### TEXT PASSAGE

In addition to its use in Ansible, YAML is used for Kubernetes resources and deployments.
A benefit of using YAML is that YAML files can be added to source control, such as Github, so that changes can be tracked and audited.
What's the difference between Ansible and Red Hat® Ansible Automation Platform?
YAML in Ansible
Ansible Playbooks are used to orchestrate IT processes. A playbook is a YAML file containing 1 or more plays, and is used to define the desired state of a system.
Each play can run one or more tasks, and each task invokes an Ansible module. Modules are used to accomplish automation tasks in Ansible. Ansible modules can be written in any language that can return JSON, such as Ruby, Python, or bash.
An Ansible Playbook consists of maps and lists. To create a playbook, start a YAML list that names the play, and then lists tasks in a sequence. Remember that indentation is not an indication of logical inheritance. Think of each line as a YAML data type (a list or a map).
By using YAML templates, Ansible users can program repetitive tasks to happen automatically without having to learn an advanced programming language. Developers can also use the ansible-lint command, a YAML linter for Ansible Playbooks, to identify mistakes so errors don't occur during a critical stage of operation.
With the introduction of Ansible Lightspeed with IBM Watson Code Assistant, a generative AI service, developers can create Ansible automation content more efficiently. Users can enter a task request in plain English and get clean and compliant YAML code recommendations for automation tasks that are then used to create Ansible Playbooks.
YAML for Kubernetes
Kubernetes works based on defined state and actual state. Kubernetes objects represent the state of a cluster and tell Kubernetes what you want the workload to look like. Kubernetes resources, such as pods, objects, and deployments can be created using YAML files.

### PROVIDED DATA
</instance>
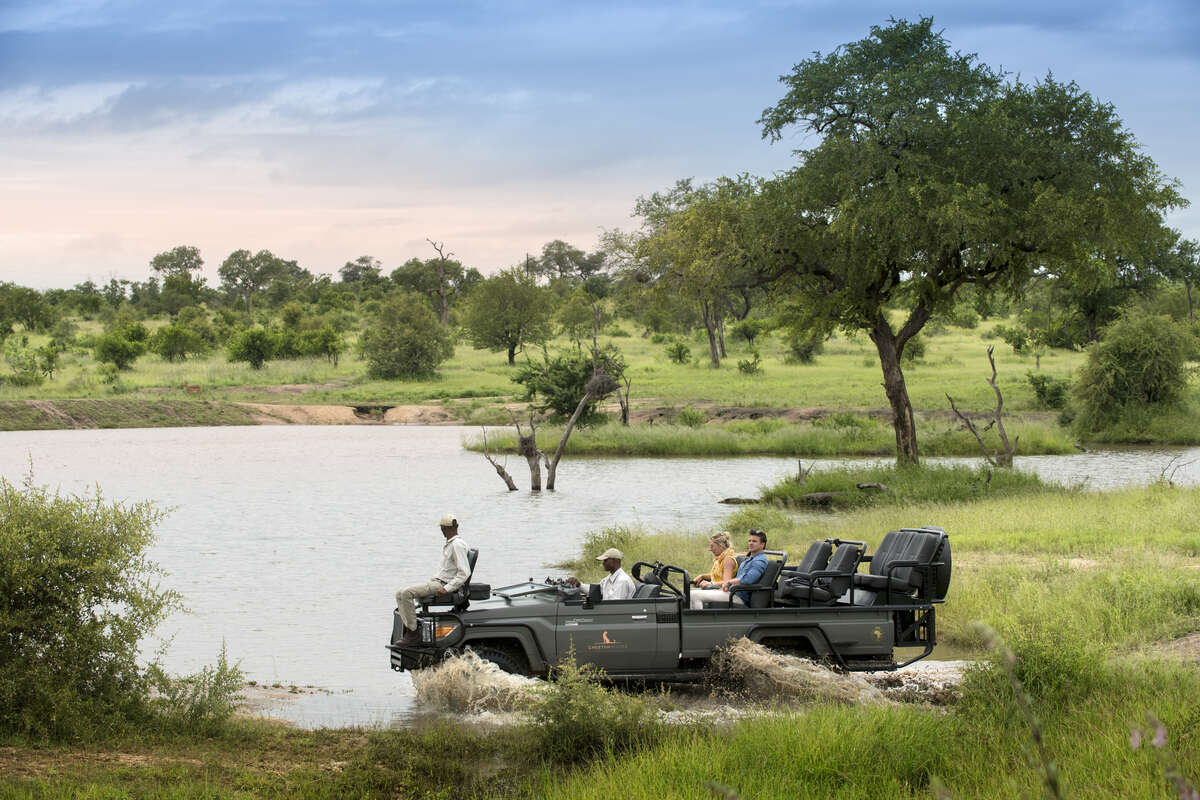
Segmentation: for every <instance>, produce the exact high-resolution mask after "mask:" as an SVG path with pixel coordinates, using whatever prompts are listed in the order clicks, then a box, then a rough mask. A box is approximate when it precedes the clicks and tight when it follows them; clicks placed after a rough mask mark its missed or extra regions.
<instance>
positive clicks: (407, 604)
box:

### TASKS TO CARRY OUT
**a)** Using the YAML passage, decide whether each statement below agrees with it. Answer yes or no for each, and quote the deciding words.
(i) Ansible modules have to be written in Python.
(ii) A single playbook can hold more than one play.
(iii) In a playbook, indentation shows logical inheritance.
**b)** According to the YAML passage, which command can developers run to catch mistakes in Ansible Playbooks?
**c)** Please continue the YAML passage, starting after its last sentence about creating Kubernetes resources from YAML files.

### OUTPUTS BY TASK
**a)**
(i) No: "Ansible modules can be written in any language that can return JSON, such as Ruby, Python, or bash."
(ii) Yes: "A playbook is a YAML file containing 1 or more plays"
(iii) No: "Remember that indentation is not an indication of logical inheritance."

**b)** The ansible-lint command, a YAML linter for Ansible Playbooks.

**c)**
When creating a Kubernetes object, you’ll need to include specifications to define the object's desired state. The Kubernetes API can be used to create the object. The request to the API will include the object specifications in JSON, but most often you’ll provide the required information to kubectl as a YAML file. Kubectl will convert the file into YAML for you when it makes the API request.
Once an object has been created and defined, Kubernetes works to make sure that the object always exists.
Developers or sysadmins specify the defined state using the YAML or JSON files they submit to the Kubernetes API. Kubernetes uses a controller to analyze the difference between the new defined state and the actual state in the cluster.
Red Hat Ansible Automation Platform’s human-readable YAML automation language makes it possible for users across an organization to share, vet, and manage automation content. It includes all the tools needed to implement enterprise-wide automation, including playbooks and analytics. And it allows users to centralize and control their IT infrastructure with a visual dashboard, role-based access control, and more to reduce operational complexity.
With a Red Hat subscription, you get certified content, a robust partner ecosystem, access to hosted management services, and life cycle technical support that allows your teams to create, manage, and scale automation across your organization. And you’ll get expert knowledge gained from our success with thousands of customers.
Red Hat OpenShift is Kubernetes for the enterprise. It includes all of the extra pieces of technology that make Kubernetes powerful and viable for the enterprise, including registry, networking, telemetry, security, automation, and services.
With Red Hat OpenShift, developers can make new containerized apps, host them, and deploy them in the cloud with the scalability, control, and orchestration that can turn a good idea into new business quickly and easily.